> _Exercise goal_:
From the entries below, pick out and copy every line that contains the string "tile". Case counts.

Stored entries:
[Start]

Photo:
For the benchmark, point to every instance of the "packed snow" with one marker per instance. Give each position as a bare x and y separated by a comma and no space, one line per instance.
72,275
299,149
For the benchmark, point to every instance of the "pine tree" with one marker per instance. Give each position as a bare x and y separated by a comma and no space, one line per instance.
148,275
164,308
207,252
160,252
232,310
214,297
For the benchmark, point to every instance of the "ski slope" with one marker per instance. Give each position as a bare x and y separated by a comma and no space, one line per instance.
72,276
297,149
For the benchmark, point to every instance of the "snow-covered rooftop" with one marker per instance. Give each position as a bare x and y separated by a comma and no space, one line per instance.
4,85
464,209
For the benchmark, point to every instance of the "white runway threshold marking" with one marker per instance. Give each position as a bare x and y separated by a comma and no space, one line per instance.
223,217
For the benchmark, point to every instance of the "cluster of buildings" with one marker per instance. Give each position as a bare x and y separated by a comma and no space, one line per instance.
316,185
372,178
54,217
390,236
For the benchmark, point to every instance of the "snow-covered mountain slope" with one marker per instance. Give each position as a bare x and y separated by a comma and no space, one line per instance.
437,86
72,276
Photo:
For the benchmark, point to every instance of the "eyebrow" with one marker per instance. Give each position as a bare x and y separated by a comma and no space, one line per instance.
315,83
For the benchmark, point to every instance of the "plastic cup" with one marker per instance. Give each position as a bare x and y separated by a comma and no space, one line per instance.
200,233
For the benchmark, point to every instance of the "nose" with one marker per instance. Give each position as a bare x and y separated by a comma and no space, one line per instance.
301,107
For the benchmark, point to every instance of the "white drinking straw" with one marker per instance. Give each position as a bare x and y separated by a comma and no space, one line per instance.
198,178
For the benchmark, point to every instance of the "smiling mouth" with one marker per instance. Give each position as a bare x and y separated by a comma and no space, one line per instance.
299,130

[End]
[Start]

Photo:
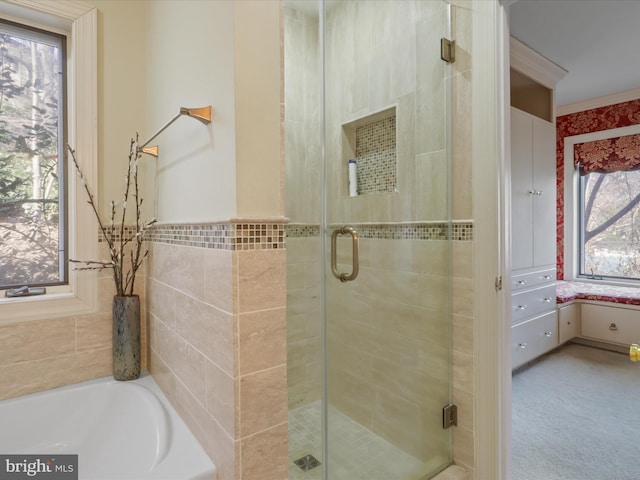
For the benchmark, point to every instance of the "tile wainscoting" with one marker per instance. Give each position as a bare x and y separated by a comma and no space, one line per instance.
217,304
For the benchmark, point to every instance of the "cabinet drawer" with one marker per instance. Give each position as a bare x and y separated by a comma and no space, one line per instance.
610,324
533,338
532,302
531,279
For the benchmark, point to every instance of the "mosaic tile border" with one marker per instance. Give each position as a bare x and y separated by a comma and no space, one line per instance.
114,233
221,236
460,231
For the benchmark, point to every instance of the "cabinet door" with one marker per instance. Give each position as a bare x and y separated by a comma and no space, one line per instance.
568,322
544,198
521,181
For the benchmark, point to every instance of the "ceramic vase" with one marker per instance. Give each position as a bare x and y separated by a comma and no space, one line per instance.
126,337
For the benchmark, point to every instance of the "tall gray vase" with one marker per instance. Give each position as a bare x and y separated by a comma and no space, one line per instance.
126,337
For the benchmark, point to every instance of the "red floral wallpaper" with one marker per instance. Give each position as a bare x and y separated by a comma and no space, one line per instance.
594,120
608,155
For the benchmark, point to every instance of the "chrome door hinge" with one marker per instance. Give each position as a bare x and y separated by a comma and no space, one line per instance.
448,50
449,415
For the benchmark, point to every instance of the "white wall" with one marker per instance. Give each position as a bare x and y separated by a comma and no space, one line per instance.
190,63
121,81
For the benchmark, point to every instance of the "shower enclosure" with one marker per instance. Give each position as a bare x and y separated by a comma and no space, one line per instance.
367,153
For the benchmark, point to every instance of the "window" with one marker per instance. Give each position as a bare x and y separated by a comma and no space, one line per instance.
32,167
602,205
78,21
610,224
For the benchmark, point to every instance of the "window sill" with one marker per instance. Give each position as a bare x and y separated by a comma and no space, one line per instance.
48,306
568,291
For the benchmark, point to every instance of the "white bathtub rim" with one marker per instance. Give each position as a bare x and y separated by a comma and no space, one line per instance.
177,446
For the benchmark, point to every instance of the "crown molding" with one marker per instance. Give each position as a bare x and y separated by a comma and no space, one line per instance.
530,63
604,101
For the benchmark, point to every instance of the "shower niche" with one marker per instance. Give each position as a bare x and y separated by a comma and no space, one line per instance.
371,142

[End]
[Start]

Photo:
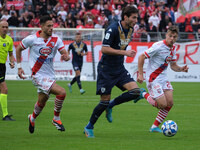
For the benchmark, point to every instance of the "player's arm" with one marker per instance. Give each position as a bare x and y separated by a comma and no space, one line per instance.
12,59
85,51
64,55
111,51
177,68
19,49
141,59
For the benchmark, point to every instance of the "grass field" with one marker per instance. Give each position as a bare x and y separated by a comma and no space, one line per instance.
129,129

[End]

> _Solution to the problem_:
For the benchmark, point to every instance of the "tile wainscoting" with one marker per instance. Give each position as a bare x and y separated by a comma and no space, one line per instance.
For the benchmark, point to every instance of the "mosaic tile border" with one marker per instance. Give each position as a bare x and y separated by a comma and no space, one line per instance.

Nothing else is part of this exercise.